Segment Start: Input for this task

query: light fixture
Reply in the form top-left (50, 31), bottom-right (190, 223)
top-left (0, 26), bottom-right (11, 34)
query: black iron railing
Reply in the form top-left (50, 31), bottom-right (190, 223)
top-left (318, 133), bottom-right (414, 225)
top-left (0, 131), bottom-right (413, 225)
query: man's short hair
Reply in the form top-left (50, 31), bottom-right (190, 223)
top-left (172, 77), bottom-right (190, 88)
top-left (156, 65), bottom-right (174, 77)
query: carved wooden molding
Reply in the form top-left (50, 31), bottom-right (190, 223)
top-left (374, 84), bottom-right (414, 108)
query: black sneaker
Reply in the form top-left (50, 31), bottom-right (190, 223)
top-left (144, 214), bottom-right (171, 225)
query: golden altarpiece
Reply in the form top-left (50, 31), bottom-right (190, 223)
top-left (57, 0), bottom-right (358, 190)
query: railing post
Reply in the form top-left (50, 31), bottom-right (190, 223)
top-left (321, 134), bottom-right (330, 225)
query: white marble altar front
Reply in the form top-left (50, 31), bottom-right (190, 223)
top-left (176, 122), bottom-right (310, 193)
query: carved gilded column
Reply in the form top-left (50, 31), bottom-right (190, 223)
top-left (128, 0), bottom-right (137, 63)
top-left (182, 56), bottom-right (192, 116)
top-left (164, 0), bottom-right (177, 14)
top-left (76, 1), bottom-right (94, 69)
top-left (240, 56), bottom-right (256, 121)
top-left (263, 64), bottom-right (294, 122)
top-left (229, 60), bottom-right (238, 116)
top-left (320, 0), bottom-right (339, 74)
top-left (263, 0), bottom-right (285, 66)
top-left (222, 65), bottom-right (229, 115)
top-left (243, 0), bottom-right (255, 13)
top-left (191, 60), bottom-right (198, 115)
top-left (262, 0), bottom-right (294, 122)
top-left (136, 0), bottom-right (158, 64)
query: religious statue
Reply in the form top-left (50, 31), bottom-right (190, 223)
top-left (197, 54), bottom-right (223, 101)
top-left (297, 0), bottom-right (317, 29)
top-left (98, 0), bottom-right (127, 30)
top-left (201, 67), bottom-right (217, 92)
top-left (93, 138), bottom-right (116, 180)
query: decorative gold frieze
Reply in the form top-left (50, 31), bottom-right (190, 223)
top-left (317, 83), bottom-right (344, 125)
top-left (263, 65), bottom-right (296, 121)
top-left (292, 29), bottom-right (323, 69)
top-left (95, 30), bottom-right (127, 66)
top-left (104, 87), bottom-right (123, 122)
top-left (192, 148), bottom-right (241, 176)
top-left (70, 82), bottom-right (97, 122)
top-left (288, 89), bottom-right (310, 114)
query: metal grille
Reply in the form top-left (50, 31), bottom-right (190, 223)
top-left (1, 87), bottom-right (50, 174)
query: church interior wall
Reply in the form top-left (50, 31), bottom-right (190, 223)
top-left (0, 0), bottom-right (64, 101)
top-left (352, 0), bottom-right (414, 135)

Segment End: Input for this task

▸ Your task: The response is to be a bare number: the tally of lines in the listing above with the word "railing".

▸ Result below: 2